▶ _WORK TO COMPLETE_:
Reproduce the records below from the line containing "feather in the photo above." down to the line containing "plumage in the photo above.", both ends included, and only those lines. Scale the coordinates of each marked point by 2.45, rounding to whole numbers with halves rounded up, and keep all other text unchanged, including the pairs that appear inside the other lines.

▶ _GIVEN INFORMATION_:
════════════════════
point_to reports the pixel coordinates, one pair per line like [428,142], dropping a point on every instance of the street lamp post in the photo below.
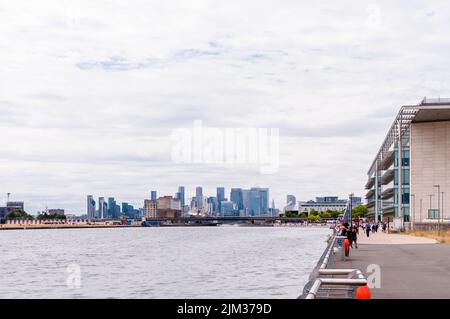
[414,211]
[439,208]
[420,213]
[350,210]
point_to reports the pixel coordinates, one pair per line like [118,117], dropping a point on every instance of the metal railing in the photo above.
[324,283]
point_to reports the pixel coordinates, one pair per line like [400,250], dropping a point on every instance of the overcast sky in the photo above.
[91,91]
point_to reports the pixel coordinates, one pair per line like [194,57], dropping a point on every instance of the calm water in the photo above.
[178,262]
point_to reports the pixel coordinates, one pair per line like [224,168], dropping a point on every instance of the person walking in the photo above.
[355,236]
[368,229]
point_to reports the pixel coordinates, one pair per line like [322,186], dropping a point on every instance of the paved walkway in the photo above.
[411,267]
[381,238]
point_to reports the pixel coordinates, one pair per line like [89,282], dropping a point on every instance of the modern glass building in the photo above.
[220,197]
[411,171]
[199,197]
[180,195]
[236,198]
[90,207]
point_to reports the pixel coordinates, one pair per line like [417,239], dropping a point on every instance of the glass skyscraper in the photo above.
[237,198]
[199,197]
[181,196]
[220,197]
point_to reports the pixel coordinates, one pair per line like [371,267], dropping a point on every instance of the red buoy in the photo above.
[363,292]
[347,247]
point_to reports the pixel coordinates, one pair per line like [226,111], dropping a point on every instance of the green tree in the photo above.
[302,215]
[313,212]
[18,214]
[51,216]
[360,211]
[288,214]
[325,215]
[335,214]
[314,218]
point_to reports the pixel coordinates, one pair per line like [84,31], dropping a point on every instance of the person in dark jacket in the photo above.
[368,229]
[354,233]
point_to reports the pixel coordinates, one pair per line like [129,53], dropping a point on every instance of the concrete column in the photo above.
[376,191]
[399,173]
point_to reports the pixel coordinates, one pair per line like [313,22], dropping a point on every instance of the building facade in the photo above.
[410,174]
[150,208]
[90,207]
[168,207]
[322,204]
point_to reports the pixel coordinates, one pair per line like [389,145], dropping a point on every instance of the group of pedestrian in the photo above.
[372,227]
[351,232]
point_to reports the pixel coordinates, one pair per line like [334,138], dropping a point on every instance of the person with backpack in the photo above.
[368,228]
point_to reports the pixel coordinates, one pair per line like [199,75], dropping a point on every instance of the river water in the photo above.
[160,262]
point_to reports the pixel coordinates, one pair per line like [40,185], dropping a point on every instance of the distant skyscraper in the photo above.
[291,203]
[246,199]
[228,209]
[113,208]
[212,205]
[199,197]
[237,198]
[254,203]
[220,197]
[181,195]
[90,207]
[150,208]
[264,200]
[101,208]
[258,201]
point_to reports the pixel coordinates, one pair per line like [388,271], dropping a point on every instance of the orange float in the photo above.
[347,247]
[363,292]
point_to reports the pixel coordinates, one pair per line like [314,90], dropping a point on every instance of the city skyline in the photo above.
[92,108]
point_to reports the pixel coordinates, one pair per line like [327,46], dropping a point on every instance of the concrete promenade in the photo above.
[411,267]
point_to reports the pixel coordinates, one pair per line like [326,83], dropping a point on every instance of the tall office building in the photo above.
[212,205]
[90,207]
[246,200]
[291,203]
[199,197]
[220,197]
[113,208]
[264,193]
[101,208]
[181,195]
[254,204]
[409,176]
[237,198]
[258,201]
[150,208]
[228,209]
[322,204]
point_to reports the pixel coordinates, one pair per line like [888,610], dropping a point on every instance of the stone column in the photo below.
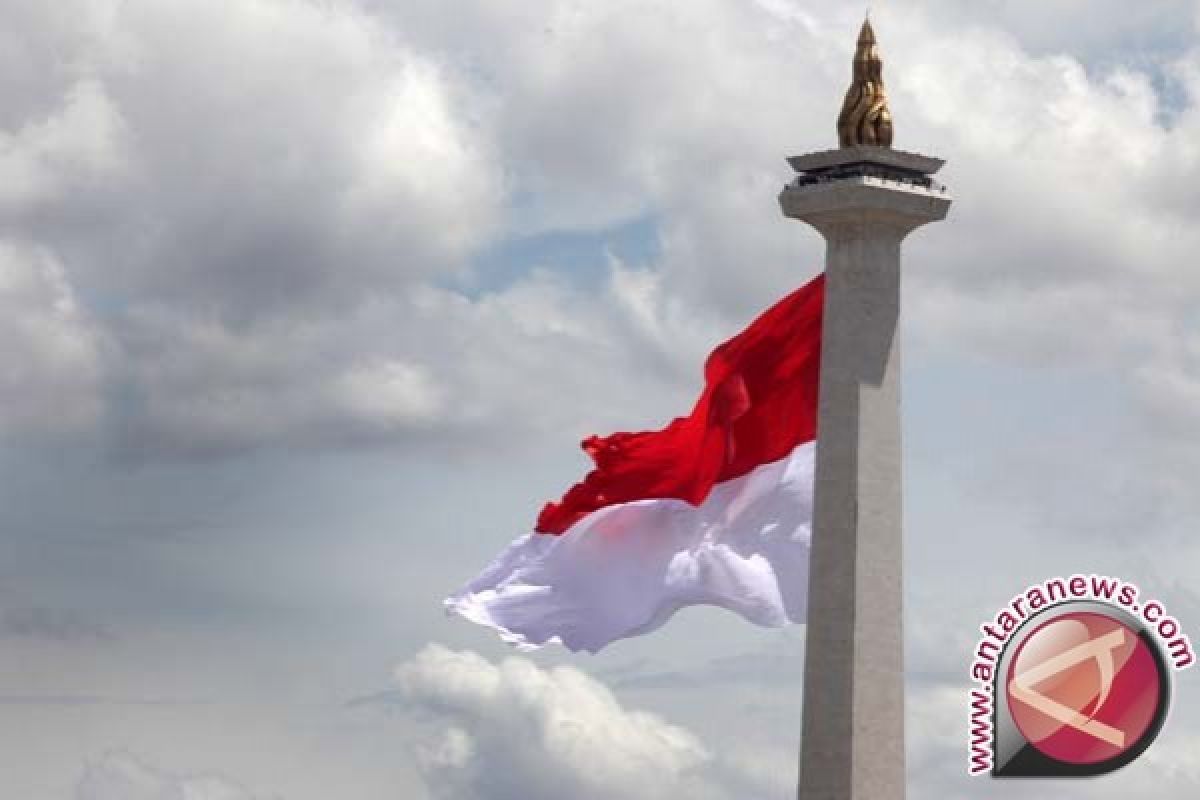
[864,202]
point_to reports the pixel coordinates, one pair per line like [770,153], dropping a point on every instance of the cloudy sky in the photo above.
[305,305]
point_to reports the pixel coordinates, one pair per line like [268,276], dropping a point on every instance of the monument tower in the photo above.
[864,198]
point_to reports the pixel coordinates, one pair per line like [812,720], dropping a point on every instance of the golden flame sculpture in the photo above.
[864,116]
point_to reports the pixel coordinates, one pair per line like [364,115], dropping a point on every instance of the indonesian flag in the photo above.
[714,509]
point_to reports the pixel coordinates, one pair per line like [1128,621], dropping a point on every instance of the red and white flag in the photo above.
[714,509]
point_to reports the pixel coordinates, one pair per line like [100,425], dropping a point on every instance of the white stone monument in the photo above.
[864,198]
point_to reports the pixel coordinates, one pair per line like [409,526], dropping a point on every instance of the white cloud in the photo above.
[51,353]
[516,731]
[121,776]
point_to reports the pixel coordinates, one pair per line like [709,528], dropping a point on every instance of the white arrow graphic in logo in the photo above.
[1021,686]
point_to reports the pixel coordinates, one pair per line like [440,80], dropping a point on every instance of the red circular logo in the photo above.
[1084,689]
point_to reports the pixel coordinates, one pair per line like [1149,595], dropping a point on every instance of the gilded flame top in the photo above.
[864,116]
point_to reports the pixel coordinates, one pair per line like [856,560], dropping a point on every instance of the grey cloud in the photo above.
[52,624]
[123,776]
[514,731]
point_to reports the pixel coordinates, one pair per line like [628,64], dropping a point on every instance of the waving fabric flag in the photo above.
════════════════════
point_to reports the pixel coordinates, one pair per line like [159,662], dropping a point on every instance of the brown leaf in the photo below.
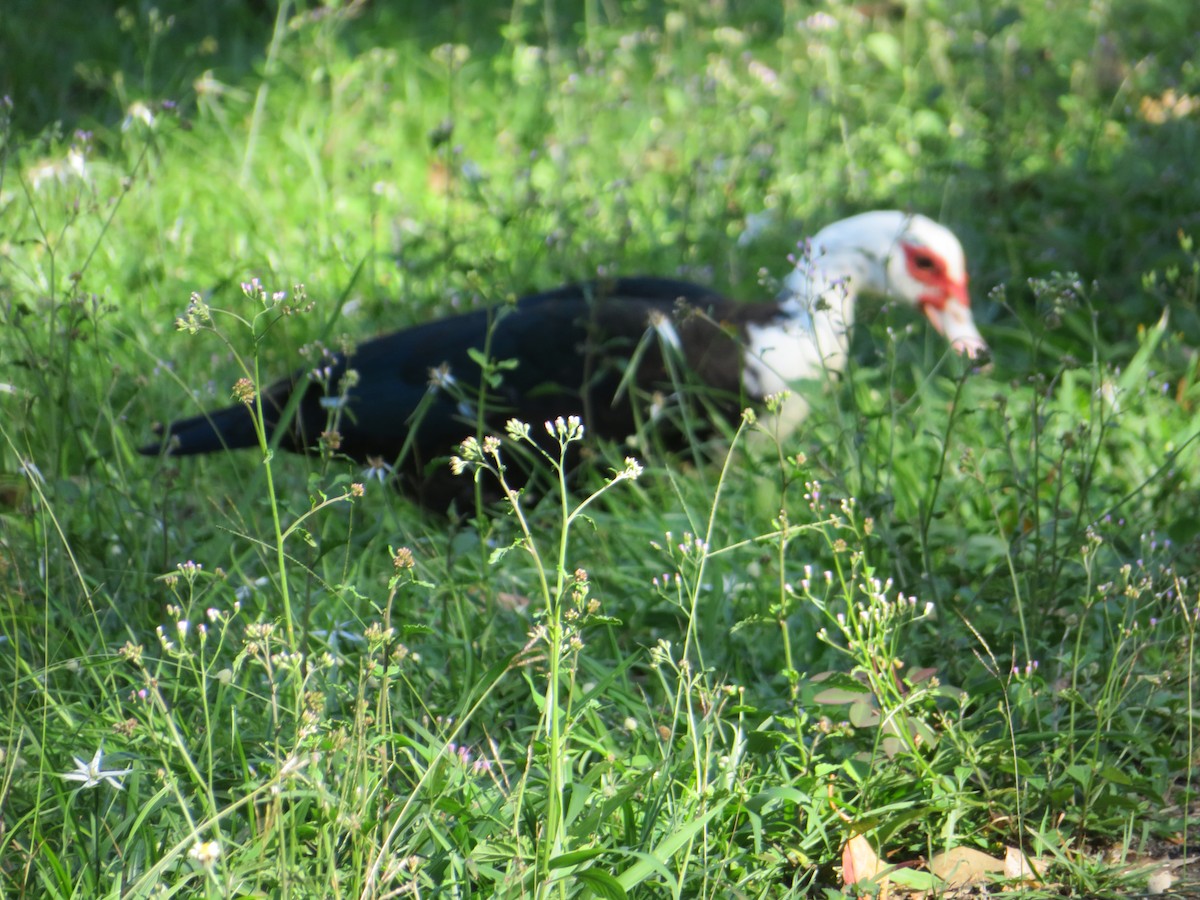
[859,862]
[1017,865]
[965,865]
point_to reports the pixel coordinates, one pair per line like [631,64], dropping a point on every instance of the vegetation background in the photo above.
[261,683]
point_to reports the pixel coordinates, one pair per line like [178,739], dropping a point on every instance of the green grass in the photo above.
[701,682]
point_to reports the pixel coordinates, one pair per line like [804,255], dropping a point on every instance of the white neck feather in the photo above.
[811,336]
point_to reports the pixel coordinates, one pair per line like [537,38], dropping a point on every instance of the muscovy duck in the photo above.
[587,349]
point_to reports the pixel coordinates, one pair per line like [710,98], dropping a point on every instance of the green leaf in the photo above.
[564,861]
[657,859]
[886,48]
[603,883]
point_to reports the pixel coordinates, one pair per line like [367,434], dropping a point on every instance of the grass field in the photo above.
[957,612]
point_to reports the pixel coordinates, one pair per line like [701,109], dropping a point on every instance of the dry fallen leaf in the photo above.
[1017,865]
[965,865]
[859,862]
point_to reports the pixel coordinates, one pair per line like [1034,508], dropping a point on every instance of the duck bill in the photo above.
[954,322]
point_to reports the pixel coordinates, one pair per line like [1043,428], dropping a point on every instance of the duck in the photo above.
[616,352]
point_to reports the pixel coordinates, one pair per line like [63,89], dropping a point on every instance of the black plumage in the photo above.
════════════════════
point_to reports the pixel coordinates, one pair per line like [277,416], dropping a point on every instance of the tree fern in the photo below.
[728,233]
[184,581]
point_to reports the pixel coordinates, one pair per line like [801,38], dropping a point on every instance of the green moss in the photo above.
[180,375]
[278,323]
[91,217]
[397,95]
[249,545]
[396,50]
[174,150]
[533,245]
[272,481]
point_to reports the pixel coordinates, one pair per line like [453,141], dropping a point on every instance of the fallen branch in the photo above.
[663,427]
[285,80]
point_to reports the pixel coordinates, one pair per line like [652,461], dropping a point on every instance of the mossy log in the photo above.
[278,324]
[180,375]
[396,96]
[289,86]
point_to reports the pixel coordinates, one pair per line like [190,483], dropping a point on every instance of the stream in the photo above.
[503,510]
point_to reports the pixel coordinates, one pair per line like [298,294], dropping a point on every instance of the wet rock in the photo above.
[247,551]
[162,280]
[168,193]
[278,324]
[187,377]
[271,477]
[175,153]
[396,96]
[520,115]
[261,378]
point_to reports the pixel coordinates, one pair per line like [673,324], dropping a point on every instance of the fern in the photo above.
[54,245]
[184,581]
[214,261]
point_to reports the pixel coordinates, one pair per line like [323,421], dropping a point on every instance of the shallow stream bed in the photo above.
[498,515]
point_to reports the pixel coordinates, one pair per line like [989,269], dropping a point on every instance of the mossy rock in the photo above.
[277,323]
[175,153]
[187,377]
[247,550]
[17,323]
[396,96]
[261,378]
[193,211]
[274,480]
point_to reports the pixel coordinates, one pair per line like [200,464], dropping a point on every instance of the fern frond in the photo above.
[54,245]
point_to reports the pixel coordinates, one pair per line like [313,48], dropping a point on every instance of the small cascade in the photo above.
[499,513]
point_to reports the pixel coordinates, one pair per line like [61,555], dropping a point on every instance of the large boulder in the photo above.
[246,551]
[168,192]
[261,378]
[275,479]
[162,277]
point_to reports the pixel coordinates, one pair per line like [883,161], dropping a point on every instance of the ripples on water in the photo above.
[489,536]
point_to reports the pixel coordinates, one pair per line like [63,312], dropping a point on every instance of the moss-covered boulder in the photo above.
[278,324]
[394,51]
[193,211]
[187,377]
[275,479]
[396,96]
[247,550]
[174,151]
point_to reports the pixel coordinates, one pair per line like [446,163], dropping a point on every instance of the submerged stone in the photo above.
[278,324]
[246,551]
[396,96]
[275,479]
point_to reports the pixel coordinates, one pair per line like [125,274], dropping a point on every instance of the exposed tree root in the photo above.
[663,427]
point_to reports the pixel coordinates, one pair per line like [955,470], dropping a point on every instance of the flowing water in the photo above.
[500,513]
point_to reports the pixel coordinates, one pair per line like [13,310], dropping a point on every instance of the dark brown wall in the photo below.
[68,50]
════════════════════
▶ _FINISHED TASK_:
point_to reports the pixel coordinates, one pair per line like [804,255], dropping a point on every instance of the white neck feather in the photo above.
[1987,823]
point_to reports the pixel coordinates, one pair per line like [537,38], dropping a point on every instance of the muscovy duck in the photo above.
[1438,855]
point_to reports the pixel coordinates, one pair per line like [710,98], dropping a point on every instance of the green leaf in the photo above.
[1382,2109]
[1610,2105]
[2171,118]
[1477,2163]
point_to reports the pixel coordinates, one pair per line like [367,434], dropping a point on every instance of the grass field in the photo above.
[2345,1499]
point_to reports the pixel coordinates, one pair per line like [701,109], dropping a point on every instance of the dry fallen leaf in the photo above.
[2492,2119]
[2364,2119]
[2105,2112]
point_to reports the pixel coordinates, one pair per line like [1034,508], dropping a point on every instance of the duck bill in the photo above.
[2337,789]
point_to reports the pixel coordinates, one pair per line like [1043,428], dropping a point on every instance of the duck in the photo above.
[1509,862]
point_to reports the pixel coordinates, one pair per line like [63,89], dropping a point on every instance of the black plumage in the photo above.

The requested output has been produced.